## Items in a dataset

<<<<

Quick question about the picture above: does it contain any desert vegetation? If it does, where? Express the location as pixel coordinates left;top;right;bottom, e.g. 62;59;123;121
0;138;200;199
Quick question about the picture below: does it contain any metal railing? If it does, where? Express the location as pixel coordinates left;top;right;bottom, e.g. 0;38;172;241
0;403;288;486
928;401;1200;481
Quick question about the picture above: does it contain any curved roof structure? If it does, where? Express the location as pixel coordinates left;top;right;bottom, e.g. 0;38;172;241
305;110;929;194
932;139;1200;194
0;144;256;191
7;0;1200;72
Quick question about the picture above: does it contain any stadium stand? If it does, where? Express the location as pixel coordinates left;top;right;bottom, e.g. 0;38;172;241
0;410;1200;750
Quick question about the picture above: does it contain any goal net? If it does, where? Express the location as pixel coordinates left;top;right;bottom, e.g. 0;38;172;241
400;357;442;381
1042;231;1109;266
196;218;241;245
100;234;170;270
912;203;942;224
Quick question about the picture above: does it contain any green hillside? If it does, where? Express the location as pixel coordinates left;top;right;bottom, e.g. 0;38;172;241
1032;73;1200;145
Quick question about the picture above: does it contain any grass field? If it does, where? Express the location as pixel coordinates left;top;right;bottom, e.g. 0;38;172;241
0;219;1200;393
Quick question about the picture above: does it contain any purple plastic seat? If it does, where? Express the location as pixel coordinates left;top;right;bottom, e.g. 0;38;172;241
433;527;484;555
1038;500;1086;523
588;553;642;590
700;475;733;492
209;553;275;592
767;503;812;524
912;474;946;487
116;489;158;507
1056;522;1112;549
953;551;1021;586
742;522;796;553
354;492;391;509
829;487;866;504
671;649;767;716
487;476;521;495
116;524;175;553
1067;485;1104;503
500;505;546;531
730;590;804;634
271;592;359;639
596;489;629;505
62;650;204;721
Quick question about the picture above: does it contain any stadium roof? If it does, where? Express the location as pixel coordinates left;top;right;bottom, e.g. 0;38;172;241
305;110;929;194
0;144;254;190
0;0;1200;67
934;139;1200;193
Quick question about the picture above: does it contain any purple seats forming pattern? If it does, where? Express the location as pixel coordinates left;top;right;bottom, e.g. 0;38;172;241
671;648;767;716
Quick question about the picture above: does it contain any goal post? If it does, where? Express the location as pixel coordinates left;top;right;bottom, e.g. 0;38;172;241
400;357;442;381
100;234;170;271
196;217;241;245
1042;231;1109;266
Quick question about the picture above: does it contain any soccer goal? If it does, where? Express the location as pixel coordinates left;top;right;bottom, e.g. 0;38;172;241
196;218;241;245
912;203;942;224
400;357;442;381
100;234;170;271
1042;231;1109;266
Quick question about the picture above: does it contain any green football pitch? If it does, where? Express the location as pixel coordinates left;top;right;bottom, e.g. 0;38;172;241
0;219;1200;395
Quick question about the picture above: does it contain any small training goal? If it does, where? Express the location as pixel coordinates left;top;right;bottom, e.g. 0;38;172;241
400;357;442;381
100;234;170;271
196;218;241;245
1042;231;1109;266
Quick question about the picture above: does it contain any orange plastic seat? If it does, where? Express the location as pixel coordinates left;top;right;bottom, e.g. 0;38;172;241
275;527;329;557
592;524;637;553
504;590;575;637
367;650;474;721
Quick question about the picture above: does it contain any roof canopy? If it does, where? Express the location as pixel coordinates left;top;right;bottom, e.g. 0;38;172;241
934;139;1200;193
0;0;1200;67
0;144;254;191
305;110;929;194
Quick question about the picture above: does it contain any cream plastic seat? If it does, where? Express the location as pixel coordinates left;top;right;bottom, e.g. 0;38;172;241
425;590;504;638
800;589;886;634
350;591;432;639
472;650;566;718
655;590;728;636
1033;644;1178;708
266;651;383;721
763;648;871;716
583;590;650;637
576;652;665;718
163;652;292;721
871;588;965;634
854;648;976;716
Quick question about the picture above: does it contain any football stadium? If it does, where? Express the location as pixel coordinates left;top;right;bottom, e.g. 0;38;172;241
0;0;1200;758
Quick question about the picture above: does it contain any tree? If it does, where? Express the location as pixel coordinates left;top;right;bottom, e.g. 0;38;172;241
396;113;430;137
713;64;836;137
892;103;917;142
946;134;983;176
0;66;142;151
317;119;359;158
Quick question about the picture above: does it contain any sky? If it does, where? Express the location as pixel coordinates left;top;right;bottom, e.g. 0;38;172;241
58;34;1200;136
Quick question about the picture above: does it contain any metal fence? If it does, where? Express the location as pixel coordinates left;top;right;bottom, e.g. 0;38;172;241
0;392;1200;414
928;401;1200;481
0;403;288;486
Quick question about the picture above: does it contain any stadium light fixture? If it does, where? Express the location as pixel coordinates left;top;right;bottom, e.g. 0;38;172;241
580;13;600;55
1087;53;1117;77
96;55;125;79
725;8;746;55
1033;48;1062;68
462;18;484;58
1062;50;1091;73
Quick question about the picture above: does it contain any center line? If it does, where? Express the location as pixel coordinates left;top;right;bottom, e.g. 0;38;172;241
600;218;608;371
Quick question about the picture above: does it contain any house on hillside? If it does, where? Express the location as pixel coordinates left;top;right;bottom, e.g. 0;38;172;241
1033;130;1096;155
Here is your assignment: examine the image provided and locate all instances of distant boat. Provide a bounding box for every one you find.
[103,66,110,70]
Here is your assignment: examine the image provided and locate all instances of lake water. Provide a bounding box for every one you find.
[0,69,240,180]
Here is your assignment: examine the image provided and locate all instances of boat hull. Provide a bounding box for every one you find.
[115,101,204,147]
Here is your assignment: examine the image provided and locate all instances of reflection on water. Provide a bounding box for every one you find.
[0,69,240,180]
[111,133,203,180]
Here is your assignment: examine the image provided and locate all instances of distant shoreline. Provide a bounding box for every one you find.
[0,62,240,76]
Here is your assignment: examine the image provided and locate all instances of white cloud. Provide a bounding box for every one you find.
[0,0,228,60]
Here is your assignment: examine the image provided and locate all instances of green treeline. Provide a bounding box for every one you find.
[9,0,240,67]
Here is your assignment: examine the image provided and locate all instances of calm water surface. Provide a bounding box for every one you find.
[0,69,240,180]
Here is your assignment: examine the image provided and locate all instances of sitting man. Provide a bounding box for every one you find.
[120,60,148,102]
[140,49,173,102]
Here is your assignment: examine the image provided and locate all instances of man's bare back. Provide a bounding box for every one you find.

>>>>

Format these lines as a numbered list, leaving out any blank lines.

## Exercise response
1. Quick question about the picture above: does it contain any desert vegetation? If it does, where? Express the location as pixel coordinates left;top;right;bottom, e.g. 62;59;123;121
2. 0;138;200;199
3. Quick question about the picture below: does it contain any metal railing? If it does, where? Express the location as pixel coordinates left;top;right;bottom, e.g. 0;38;172;241
4. 0;403;288;486
5. 928;401;1200;481
6. Quick question about the picture above: does it contain any curved roof structure? If it does, where? Express the location as pixel coordinates left;top;right;bottom, e.g. 0;38;172;241
7. 305;110;929;194
8. 932;139;1200;194
9. 0;144;256;191
10. 7;0;1200;72
11. Quick question about the picture above: does it contain any stadium stand? If it does, where? Express the location as pixel coordinates left;top;right;bottom, e.g. 0;38;172;241
12. 0;410;1200;750
13. Quick question about the picture above: does it contain any goal net? If it does, where? Express the location as pixel coordinates left;top;right;bottom, e.g. 0;38;172;241
14. 400;357;442;381
15. 1042;231;1109;266
16. 196;218;241;245
17. 100;234;170;270
18. 912;203;942;224
19. Quick question about the picture above: does it contain any green hillside? If it does, where? Express the location as pixel coordinates left;top;right;bottom, e.g. 0;38;172;241
20. 1032;73;1200;145
21. Quick question about the picture above: does it contain any grass field? If it does, where? Express the location as pixel coordinates left;top;right;bottom, e.g. 0;38;172;241
22. 0;219;1200;393
23. Quick question about the picture above: does it contain any purple plastic seat? If it does, where? Express the location as pixel coordinates left;top;right;bottom, e.g. 0;38;172;241
24. 433;527;484;555
25. 1038;500;1086;523
26. 588;553;642;590
27. 700;475;733;492
28. 209;553;275;592
29. 767;503;812;524
30. 912;474;946;487
31. 116;489;158;507
32. 1056;522;1112;549
33. 953;551;1021;586
34. 742;522;796;553
35. 354;492;391;509
36. 829;487;866;504
37. 671;649;767;716
38. 487;476;521;495
39. 116;524;175;553
40. 1067;485;1104;503
41. 500;505;546;531
42. 730;590;804;634
43. 271;592;359;639
44. 596;489;629;505
45. 62;650;204;721
46. Quick question about the picture above: does it contain any stadium roof? If it does, where? Express the location as pixel coordinates left;top;right;bottom, e.g. 0;38;172;241
47. 305;110;929;194
48. 0;144;254;190
49. 0;0;1200;67
50. 934;139;1200;193
51. Quick question about the picture above: does it contain any purple seats forming pattern? If it does, where? Express the location as pixel coordinates left;top;right;bottom, e.g. 0;38;172;241
52. 671;648;767;716
53. Quick question about the picture above: does it contain any goal post? If it does, where? Express the location as pixel coordinates left;top;right;bottom, e.g. 0;38;172;241
54. 400;357;442;381
55. 100;234;170;271
56. 196;217;241;245
57. 1042;231;1109;266
58. Quick question about the picture above: does it contain any soccer goal? If it does, where? Express the location as pixel coordinates left;top;right;bottom, e.g. 0;38;172;241
59. 196;218;241;245
60. 912;203;942;224
61. 400;357;442;381
62. 100;234;170;271
63. 1042;231;1109;266
64. Quick question about the picture above: does it contain any green football pitch? If it does, where? Express the location as pixel coordinates left;top;right;bottom, e.g. 0;38;172;241
65. 0;219;1200;395
66. Quick question about the picture above: does it contain any small training goal? If it does, where? Express the location as pixel coordinates left;top;right;bottom, e.g. 0;38;172;241
67. 400;357;442;381
68. 100;234;170;271
69. 196;218;241;245
70. 1042;231;1109;266
71. Quick question about the picture above: does it contain any orange plastic seat? If it does, where? Express the location as pixel coordinates left;top;right;bottom, e.g. 0;38;172;241
72. 275;527;329;557
73. 592;524;637;553
74. 504;590;575;637
75. 367;650;474;721
76. Quick question about the picture above: does it contain any roof canopy? If it does, where? Express the location as pixel coordinates left;top;right;bottom, e.g. 0;38;172;241
77. 934;139;1200;193
78. 0;0;1200;67
79. 0;144;254;191
80. 305;110;929;194
81. Quick question about the picture above: does it contain any cream plastic seat? If it does, where? Express the location as pixel coordinates left;top;right;bottom, e.g. 0;38;172;241
82. 425;590;504;638
83. 800;589;886;634
84. 350;591;432;639
85. 472;650;566;718
86. 655;590;728;636
87. 1033;644;1178;708
88. 266;651;383;721
89. 763;648;871;716
90. 583;590;650;637
91. 576;652;665;718
92. 163;652;292;721
93. 871;588;965;634
94. 854;648;976;716
95. Quick question about the picture above: does it contain any football stadium? If it does, where? Express the location as pixel coordinates left;top;right;bottom, e.g. 0;38;172;241
96. 0;0;1200;758
97. Quick question about the picture above: does it contain any tree? If it does, where? Express the location as pixel coordinates left;top;right;bottom, e.g. 0;38;172;241
98. 396;113;430;137
99. 713;64;836;137
100. 892;103;917;142
101. 946;134;983;176
102. 0;66;142;151
103. 317;119;359;158
104. Quick question about the picture above: does it contain any sky? If it does, where? Express the location as pixel coordinates left;top;right;bottom, e.g. 0;38;172;241
105. 58;34;1200;136
106. Quick question about the picture above: does it contain any metal fence? If it does, where? Express the location as pixel coordinates left;top;right;bottom, e.g. 0;38;172;241
107. 0;392;1200;414
108. 928;401;1200;481
109. 0;403;288;486
110. Quick question about the picture above: does it contain any stadium light fixture? If it does, where? Express the location as pixel coordinates left;top;right;bottom, e.g. 0;38;172;241
111. 580;13;600;55
112. 1087;53;1117;77
113. 96;55;125;79
114. 725;8;746;55
115. 1033;48;1062;68
116. 462;18;484;58
117. 1062;50;1091;73
118. Quick question about the picture above: does it contain any center line? If it does, where? Express the location as pixel coordinates left;top;right;bottom, e.g. 0;38;172;241
119. 600;218;608;371
120. Quick question about the picture above: does it contain any house on hillside? If it does, where? Express the location as pixel coordinates left;top;right;bottom, e.g. 0;38;172;241
121. 1033;130;1096;155
122. Here is your assignment: examine the image provided and locate all instances of distant boat. Provide a bounding box for every one you find.
123. [103,66,110,70]
124. Here is your assignment: examine the image provided and locate all instances of lake water. Provide a bounding box for every one you find.
125. [0,69,240,180]
126. Here is your assignment: examine the image provided and locate all instances of boat hull. Provide a bounding box for every one you find.
127. [115,101,204,147]
128. Here is your assignment: examine the image provided and locate all instances of reflection on water. Provide a bounding box for every one you find.
129. [0,69,240,180]
130. [111,133,203,180]
131. Here is your assignment: examine the image provided and locate all instances of distant shoreline. Provide a bounding box for every one you find.
132. [0,62,240,76]
133. Here is your assignment: examine the image provided and locate all instances of white cloud. Provide a bounding box for every one you find.
134. [0,0,228,60]
135. Here is your assignment: examine the image provided and locate all instances of green treeline. Provide a bounding box for every one you find.
136. [9,0,240,67]
137. Here is your assignment: examine the image provided and locate all instances of calm water surface. Provide a bounding box for every one you find.
138. [0,69,240,180]
139. Here is your assignment: examine the image provided and locate all instances of sitting man. Provide a bounding box for every one you find.
140. [120,60,148,102]
141. [140,49,173,102]
142. Here is your assignment: examine the image provided and locate all instances of man's bare back. Provide a bounding box for every one you find.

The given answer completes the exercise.